**Dataset records**
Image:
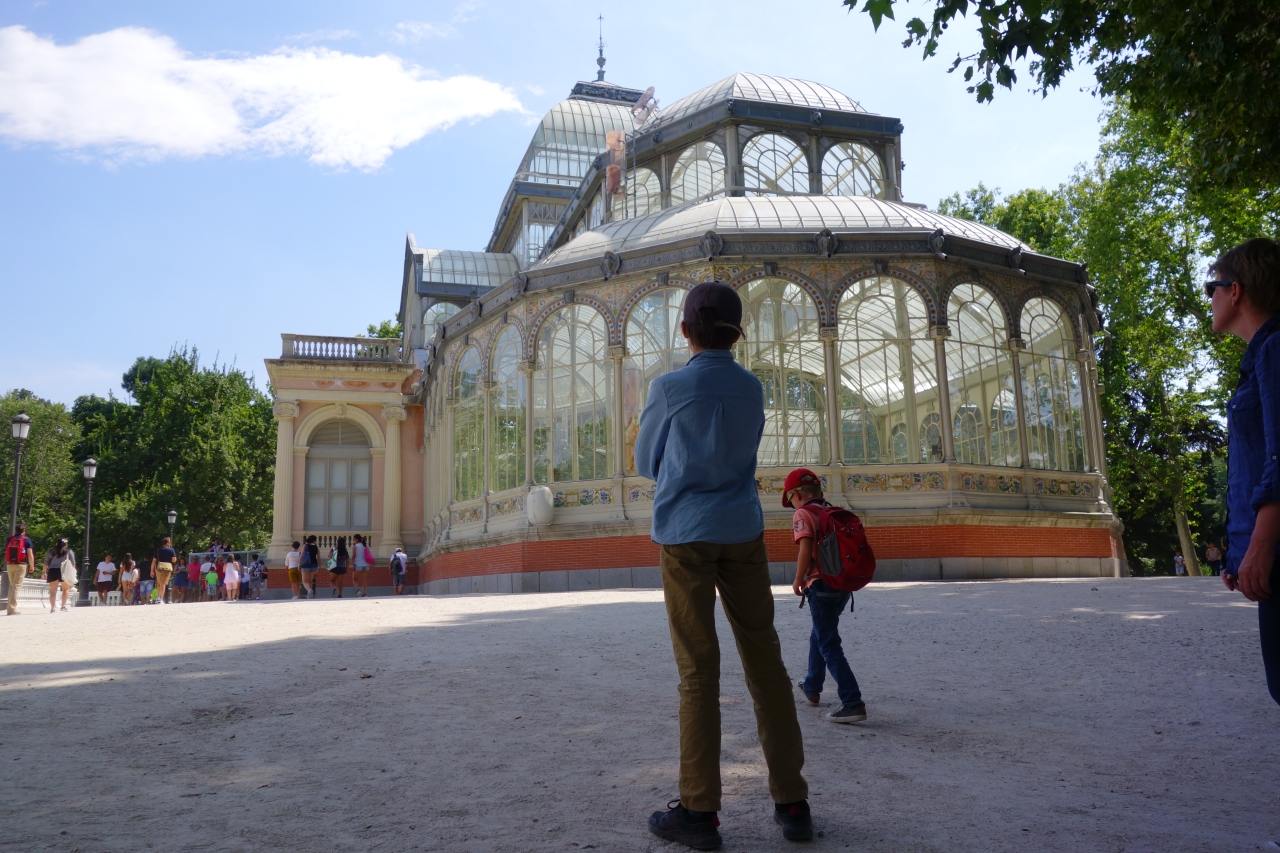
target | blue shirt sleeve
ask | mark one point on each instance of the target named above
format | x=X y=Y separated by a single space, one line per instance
x=1267 y=369
x=654 y=428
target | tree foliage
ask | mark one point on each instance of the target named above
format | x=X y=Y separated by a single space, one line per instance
x=1207 y=68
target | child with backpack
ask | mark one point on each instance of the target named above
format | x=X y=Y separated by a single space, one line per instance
x=833 y=562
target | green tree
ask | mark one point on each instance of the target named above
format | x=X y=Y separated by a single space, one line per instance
x=1205 y=67
x=196 y=439
x=51 y=492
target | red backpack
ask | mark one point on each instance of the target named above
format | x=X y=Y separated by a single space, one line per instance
x=16 y=551
x=845 y=557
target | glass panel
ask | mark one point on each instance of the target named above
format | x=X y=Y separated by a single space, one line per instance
x=773 y=163
x=981 y=379
x=338 y=474
x=784 y=351
x=853 y=169
x=360 y=510
x=576 y=377
x=316 y=473
x=654 y=347
x=887 y=375
x=337 y=510
x=1051 y=389
x=699 y=172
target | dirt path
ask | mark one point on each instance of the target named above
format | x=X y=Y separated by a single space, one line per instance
x=1107 y=715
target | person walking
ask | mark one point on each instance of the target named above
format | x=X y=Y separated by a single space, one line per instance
x=362 y=562
x=1244 y=293
x=104 y=576
x=19 y=561
x=292 y=562
x=699 y=434
x=310 y=566
x=60 y=573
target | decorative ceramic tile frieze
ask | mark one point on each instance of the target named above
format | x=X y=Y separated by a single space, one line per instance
x=584 y=497
x=896 y=482
x=507 y=506
x=1064 y=487
x=974 y=482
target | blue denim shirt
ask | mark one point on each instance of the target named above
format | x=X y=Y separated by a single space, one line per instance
x=1252 y=441
x=699 y=433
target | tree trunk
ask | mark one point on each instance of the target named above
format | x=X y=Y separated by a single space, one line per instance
x=1184 y=537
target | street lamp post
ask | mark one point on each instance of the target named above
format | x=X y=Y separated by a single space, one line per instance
x=90 y=473
x=21 y=427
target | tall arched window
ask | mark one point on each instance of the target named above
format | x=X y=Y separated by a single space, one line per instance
x=338 y=478
x=784 y=351
x=507 y=414
x=1051 y=389
x=981 y=379
x=773 y=163
x=699 y=170
x=853 y=169
x=434 y=315
x=467 y=428
x=654 y=347
x=644 y=192
x=887 y=374
x=574 y=398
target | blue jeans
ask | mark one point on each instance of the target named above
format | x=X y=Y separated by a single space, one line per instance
x=824 y=648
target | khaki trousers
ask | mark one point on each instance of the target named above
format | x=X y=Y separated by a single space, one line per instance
x=691 y=573
x=17 y=573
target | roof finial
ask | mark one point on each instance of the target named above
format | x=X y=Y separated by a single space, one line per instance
x=599 y=62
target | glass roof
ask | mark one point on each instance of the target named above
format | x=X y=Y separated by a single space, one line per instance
x=807 y=214
x=758 y=87
x=457 y=267
x=570 y=137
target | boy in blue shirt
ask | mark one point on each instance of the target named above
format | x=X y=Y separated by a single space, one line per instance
x=699 y=434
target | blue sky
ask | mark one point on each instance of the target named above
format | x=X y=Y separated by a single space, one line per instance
x=216 y=173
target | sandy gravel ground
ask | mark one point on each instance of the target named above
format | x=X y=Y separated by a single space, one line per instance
x=1106 y=715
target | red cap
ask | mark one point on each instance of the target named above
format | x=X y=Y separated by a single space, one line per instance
x=795 y=479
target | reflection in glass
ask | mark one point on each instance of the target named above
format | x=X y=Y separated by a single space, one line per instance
x=467 y=428
x=572 y=397
x=772 y=164
x=507 y=414
x=887 y=375
x=1051 y=389
x=654 y=347
x=784 y=351
x=981 y=379
x=853 y=169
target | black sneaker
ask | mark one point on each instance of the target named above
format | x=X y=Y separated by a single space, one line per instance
x=795 y=821
x=691 y=829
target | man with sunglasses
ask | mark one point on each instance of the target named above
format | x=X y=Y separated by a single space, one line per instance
x=1244 y=293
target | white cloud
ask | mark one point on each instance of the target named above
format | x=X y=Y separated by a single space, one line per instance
x=408 y=31
x=133 y=92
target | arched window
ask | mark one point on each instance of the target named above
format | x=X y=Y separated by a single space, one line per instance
x=434 y=315
x=467 y=428
x=784 y=351
x=1051 y=389
x=699 y=172
x=654 y=347
x=773 y=163
x=887 y=374
x=574 y=398
x=853 y=169
x=507 y=414
x=338 y=478
x=981 y=379
x=644 y=192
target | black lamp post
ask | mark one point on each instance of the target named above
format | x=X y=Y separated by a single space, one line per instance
x=90 y=473
x=21 y=427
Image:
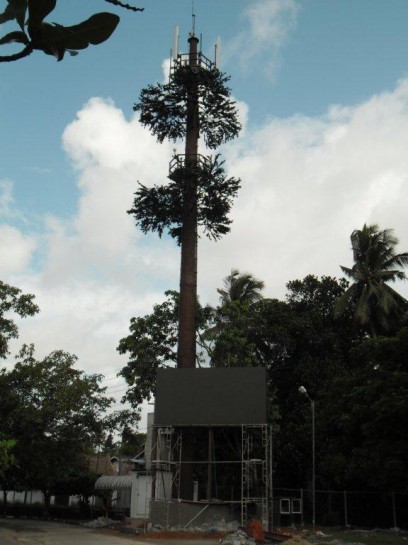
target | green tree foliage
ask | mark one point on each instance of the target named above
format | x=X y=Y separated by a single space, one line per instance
x=241 y=287
x=378 y=309
x=7 y=458
x=53 y=39
x=152 y=344
x=54 y=412
x=12 y=300
x=366 y=417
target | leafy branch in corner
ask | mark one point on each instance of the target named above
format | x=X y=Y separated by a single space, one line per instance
x=122 y=5
x=52 y=38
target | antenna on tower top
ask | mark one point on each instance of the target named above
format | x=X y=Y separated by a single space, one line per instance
x=193 y=18
x=218 y=53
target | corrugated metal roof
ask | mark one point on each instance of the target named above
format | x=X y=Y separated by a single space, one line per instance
x=119 y=482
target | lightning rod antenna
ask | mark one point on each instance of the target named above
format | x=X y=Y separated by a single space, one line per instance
x=175 y=42
x=193 y=18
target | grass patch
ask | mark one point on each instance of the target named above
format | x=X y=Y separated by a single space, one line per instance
x=366 y=537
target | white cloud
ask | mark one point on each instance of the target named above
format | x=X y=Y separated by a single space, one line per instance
x=16 y=250
x=307 y=182
x=269 y=25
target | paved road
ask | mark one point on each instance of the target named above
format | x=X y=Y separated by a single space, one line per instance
x=36 y=532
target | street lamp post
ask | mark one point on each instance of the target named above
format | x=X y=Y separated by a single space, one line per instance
x=303 y=391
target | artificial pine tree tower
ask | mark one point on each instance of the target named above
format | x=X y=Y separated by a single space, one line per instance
x=195 y=102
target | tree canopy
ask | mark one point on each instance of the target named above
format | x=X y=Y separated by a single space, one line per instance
x=378 y=309
x=55 y=414
x=13 y=301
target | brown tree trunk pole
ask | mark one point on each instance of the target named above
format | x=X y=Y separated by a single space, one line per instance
x=186 y=352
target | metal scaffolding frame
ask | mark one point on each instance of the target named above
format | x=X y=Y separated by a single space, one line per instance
x=256 y=475
x=256 y=466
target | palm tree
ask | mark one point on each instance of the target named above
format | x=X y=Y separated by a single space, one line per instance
x=242 y=287
x=378 y=308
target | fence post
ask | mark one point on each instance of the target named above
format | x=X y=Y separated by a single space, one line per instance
x=345 y=510
x=394 y=511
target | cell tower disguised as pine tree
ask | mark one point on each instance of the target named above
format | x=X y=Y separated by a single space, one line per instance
x=194 y=103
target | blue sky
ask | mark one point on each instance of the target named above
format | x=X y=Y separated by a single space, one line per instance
x=322 y=89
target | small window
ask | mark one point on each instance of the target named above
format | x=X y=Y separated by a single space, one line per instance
x=284 y=506
x=296 y=506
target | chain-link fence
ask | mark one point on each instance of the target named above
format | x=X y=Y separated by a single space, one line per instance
x=341 y=508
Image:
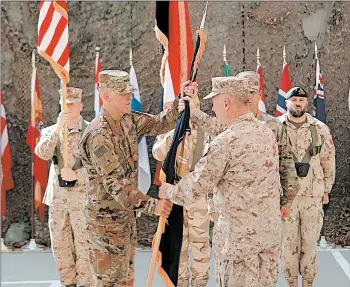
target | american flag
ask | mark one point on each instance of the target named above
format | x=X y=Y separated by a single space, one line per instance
x=6 y=161
x=97 y=100
x=319 y=100
x=53 y=42
x=285 y=86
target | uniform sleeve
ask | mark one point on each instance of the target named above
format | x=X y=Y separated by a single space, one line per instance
x=45 y=148
x=211 y=125
x=162 y=145
x=327 y=159
x=151 y=125
x=108 y=166
x=207 y=174
x=288 y=176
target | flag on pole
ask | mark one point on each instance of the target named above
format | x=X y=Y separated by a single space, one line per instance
x=319 y=111
x=53 y=42
x=285 y=86
x=97 y=99
x=173 y=30
x=6 y=160
x=144 y=171
x=262 y=101
x=39 y=166
x=227 y=71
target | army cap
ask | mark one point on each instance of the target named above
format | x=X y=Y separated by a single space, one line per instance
x=228 y=85
x=296 y=92
x=116 y=80
x=253 y=79
x=74 y=95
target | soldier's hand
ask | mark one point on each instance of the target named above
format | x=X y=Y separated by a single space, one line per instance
x=285 y=211
x=162 y=190
x=190 y=91
x=68 y=174
x=163 y=207
x=325 y=198
x=61 y=120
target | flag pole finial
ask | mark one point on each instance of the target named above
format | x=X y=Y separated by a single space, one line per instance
x=204 y=16
x=33 y=59
x=97 y=50
x=224 y=53
x=316 y=53
x=130 y=57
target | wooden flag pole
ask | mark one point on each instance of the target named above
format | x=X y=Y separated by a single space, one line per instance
x=156 y=243
x=65 y=135
x=32 y=244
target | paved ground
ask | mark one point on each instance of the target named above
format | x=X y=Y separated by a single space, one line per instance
x=20 y=269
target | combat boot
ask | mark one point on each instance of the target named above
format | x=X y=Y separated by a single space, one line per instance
x=292 y=282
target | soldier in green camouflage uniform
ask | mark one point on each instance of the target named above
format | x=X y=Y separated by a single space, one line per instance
x=110 y=156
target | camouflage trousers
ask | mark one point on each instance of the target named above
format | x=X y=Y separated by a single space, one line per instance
x=112 y=253
x=195 y=233
x=300 y=234
x=255 y=270
x=69 y=245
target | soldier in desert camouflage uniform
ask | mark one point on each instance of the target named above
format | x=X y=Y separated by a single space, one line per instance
x=110 y=156
x=65 y=193
x=314 y=156
x=196 y=217
x=242 y=163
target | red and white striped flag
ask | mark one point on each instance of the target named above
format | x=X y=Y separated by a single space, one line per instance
x=53 y=42
x=97 y=100
x=6 y=161
x=262 y=101
x=39 y=166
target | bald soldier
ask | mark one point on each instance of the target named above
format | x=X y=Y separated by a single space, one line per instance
x=314 y=157
x=65 y=193
x=110 y=156
x=242 y=165
x=288 y=176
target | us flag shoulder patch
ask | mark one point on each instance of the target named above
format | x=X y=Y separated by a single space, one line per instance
x=100 y=151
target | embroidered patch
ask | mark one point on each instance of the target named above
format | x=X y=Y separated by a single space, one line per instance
x=100 y=151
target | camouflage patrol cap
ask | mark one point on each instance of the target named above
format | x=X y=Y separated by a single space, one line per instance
x=228 y=85
x=296 y=92
x=253 y=79
x=116 y=80
x=74 y=95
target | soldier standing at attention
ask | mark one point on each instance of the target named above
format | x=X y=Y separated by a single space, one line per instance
x=314 y=157
x=110 y=156
x=242 y=165
x=65 y=193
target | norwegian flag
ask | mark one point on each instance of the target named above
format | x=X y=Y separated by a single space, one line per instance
x=6 y=161
x=53 y=42
x=97 y=100
x=39 y=166
x=319 y=100
x=285 y=86
x=262 y=101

**Written instruction**
Please copy out the data from its first line through the line containing "x=1207 y=68", including both ends, and reproduce those lines exactly but without the pictures.

**The solution**
Image:
target | blue shirt sleeve
ask | mark one point on each instance of the target named above
format | x=X y=Y separated by a single space, one line per instance
x=1267 y=369
x=654 y=428
target | tree foliage
ask | mark one point on each instance of the target named above
format | x=X y=Y separated by a single space, one line per instance
x=1207 y=68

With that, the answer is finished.